=== Data rows ===

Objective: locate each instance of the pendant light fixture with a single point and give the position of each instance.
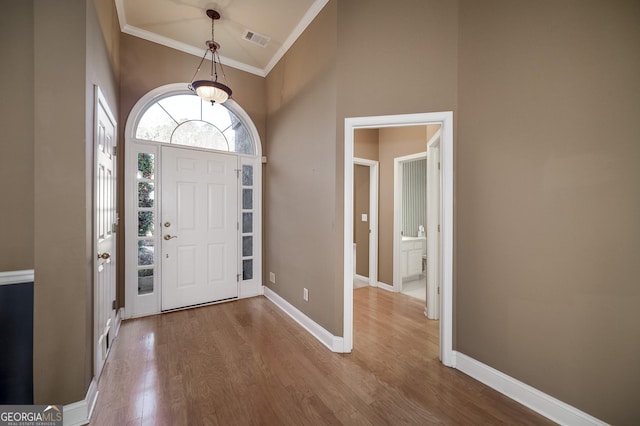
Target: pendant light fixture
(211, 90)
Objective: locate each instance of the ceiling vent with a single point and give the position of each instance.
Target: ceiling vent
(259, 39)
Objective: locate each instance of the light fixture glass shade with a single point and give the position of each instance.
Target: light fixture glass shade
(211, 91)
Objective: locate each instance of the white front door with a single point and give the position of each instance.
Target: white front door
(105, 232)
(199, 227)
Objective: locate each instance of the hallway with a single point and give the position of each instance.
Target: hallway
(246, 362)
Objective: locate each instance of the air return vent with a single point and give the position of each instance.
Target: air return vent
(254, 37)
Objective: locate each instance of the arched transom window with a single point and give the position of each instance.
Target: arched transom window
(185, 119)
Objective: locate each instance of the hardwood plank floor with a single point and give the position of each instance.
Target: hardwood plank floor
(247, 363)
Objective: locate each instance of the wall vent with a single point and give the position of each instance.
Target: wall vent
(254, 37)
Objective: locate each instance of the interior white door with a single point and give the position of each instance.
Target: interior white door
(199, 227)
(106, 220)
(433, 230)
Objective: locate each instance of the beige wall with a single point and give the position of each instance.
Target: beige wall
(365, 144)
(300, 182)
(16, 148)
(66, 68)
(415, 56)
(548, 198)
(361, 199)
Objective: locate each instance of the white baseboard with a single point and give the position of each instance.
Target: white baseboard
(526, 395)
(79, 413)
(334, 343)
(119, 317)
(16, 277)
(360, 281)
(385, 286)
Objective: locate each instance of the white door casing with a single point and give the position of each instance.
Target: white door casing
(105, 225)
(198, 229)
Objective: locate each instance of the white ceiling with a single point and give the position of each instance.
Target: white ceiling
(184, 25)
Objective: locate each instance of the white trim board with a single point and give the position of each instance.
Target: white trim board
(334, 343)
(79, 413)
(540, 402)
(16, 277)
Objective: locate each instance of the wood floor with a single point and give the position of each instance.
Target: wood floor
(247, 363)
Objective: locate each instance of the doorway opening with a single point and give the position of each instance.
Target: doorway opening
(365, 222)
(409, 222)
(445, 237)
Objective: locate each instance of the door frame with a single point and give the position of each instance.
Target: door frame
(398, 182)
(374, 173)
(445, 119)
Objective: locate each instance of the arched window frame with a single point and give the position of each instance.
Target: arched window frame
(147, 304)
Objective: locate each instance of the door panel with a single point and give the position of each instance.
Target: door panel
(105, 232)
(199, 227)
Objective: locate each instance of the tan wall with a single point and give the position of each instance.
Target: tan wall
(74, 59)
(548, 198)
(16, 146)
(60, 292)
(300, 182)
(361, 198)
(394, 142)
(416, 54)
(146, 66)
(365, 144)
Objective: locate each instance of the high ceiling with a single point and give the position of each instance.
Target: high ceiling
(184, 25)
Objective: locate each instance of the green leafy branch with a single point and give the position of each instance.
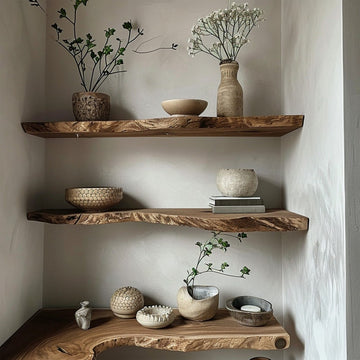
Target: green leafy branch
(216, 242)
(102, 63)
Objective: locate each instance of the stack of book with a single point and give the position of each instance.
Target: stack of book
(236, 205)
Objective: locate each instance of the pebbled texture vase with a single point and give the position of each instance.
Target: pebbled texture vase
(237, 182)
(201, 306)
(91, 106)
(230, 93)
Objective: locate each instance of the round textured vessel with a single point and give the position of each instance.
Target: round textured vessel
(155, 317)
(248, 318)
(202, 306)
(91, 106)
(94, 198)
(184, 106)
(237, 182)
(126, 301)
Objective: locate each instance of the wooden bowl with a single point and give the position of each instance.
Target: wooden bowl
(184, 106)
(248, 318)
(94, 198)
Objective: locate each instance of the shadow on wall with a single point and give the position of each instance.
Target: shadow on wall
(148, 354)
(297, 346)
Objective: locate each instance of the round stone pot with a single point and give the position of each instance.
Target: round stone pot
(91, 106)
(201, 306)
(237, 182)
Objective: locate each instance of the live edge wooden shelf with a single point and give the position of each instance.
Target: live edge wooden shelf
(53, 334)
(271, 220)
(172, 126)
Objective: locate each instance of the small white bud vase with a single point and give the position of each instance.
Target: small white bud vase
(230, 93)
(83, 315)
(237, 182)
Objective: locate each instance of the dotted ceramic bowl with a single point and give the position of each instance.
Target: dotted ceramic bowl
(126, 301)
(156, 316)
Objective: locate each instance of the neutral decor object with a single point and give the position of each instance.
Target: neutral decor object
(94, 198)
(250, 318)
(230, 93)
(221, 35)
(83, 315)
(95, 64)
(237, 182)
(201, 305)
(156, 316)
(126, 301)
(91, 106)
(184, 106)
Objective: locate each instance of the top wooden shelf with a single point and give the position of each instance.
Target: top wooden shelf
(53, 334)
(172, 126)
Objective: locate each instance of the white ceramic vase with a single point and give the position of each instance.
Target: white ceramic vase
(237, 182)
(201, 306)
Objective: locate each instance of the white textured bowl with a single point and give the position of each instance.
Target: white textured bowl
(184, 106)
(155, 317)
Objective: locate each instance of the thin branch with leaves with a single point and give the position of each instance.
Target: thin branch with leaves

===

Exercise details:
Reproduce every one of the lines above word for word and in the same order. Leave the pictures out of your answer.

Solved exercise:
Objective: locate each instance of the pendant light fixture with a single point and give the position of each instance.
Target: pendant light fixture
(211, 90)
Objective: locate each instance of the ceiling vent with a single point and give the position of each instance.
Target: ceiling vent
(259, 39)
Objective: locate each instance of the light fixture glass shade with a single point and give the position of each instance.
Target: light fixture glass shade
(211, 91)
Objective: locate each instance of the white front door with a single point and give the position of each instance.
Target: white front door
(105, 232)
(199, 227)
Objective: locate each instance of the hallway with a single point and give the position of each instance.
Target: hallway
(246, 362)
Objective: locate each instance of the air return vent with a single point and give the position of each instance.
Target: air return vent
(254, 37)
Objective: locate each instance of the arched transom window with a single point and give the position of each instance.
Target: arched transom window
(185, 119)
Objective: locate each instance of the hardwood plank floor with a single point and give the position of each instance.
Target: hardwood plank floor
(247, 363)
Objective: locate each instance of the wall vent with a single point and give the position of each instance.
Target: wall vent
(254, 37)
Objective: locate each instance of the interior white door with a single point and give the position of each instance.
Target: interior white door
(199, 227)
(106, 220)
(433, 230)
Objective: locate each instance of the beige wall with a single point and give the position of each instance.
Target: beige wall
(365, 144)
(300, 182)
(16, 148)
(66, 68)
(415, 56)
(548, 198)
(361, 199)
Objective: locate each instance of the white baseboard with a single point and give the position of each instance.
Target: white baseboard
(526, 395)
(79, 413)
(334, 343)
(119, 317)
(16, 277)
(360, 281)
(385, 286)
Objective: locate each instance of the white door casing with a single point and give the position of each instance.
Target: white door casing
(105, 225)
(198, 229)
Objective: locate each instance of the white ceiling with a single point and give the position of each instance.
Target: white ceiling
(184, 25)
Objective: locate each instance of the white trim board with a single point and give the position of each instance.
Target: white trim board
(334, 343)
(79, 413)
(540, 402)
(16, 277)
Objective: locate each instance of the wood floor with a single point and give the position of each instance.
Target: wood floor
(247, 363)
Objective: locate each instance of the doorway opening with a single point and give the position of each instance.
Target: doorway opening
(365, 222)
(409, 222)
(445, 237)
Objective: locate each instance of the door frame with a single point and give the position of each instance.
Target: door frame
(398, 182)
(374, 173)
(445, 119)
Objective: locate each instance of the arched window frame with a single point and give the position of each instance.
Target: arched window frame
(147, 304)
Objective: locate each instance of the door panel with a single point and give the position of each instance.
Target: door panel
(105, 232)
(199, 227)
Objective: locate each instance of the tan wall with a single point and give the position of each instance.
Target: tan wall
(74, 59)
(548, 198)
(16, 146)
(60, 292)
(300, 182)
(361, 198)
(394, 142)
(416, 54)
(146, 66)
(365, 144)
Objective: locate each instance of the high ceiling with a single point and give the position of each instance.
Target: high ceiling
(184, 25)
Objective: locate each instance of the green leafy branch with a single point and give the position of each instance.
Target: green leafy branch
(216, 242)
(102, 63)
Objective: locate each instance of the stack of book with a single point and give the position of each instance.
Target: stack of book
(236, 205)
Objective: locate each instance of the pebbled texture vase with a single point and give the position of each instance.
Target: pebbled texture vase
(237, 182)
(201, 306)
(91, 106)
(230, 93)
Objective: locate each instance of the round textured vessel with a single point and give the position of each instance.
Target: round textured vessel
(155, 317)
(248, 318)
(202, 306)
(91, 106)
(94, 198)
(184, 106)
(237, 182)
(126, 301)
Objective: locate each instance of the wooden bowl with a single point and give the position of each instance.
Target: wooden bowl
(184, 106)
(248, 318)
(94, 198)
Objective: locate each instance of the shadow on wall with a single point and give the position of each instance.
Target: shadow on wall
(148, 354)
(297, 346)
Objective: locate each instance of the round stone pot with a single point and give the position of each instance.
Target: round stone pot
(91, 106)
(201, 306)
(237, 182)
Objective: locate each instance of the live edge wooden shelf with a single point and give the position of each instance.
Target: live edge wooden shelf
(53, 334)
(271, 220)
(172, 126)
Objective: locate each instance of the small white bud vase with a single point and give the position of each instance.
Target: small white bud vase
(230, 93)
(83, 315)
(237, 182)
Objective: locate each instance of the dotted ceramic bowl with a single point and give the position of each instance.
Target: dotted ceramic bowl
(126, 301)
(156, 316)
Objective: locate each instance of the neutral decor object with a single point and give the position of each instance.
Target: neutral decor object
(94, 198)
(250, 318)
(230, 93)
(221, 35)
(83, 315)
(95, 64)
(237, 182)
(201, 305)
(156, 316)
(126, 301)
(91, 106)
(184, 106)
Objective: locate each instance of the top wooden shelf with a single point and give the position of each instance.
Target: top wooden shelf
(53, 334)
(172, 126)
Objective: locate each instance of the white ceramic vase with a single point and give the position of each instance.
Target: white ceramic vase
(237, 182)
(201, 306)
Objective: locate each instance of the white textured bowl with a single point and give the position of each instance.
Target: white textured bowl
(184, 106)
(155, 317)
Objective: locate each instance of the thin branch with leaves with a single point and give the position of each instance.
Target: thin branch with leaves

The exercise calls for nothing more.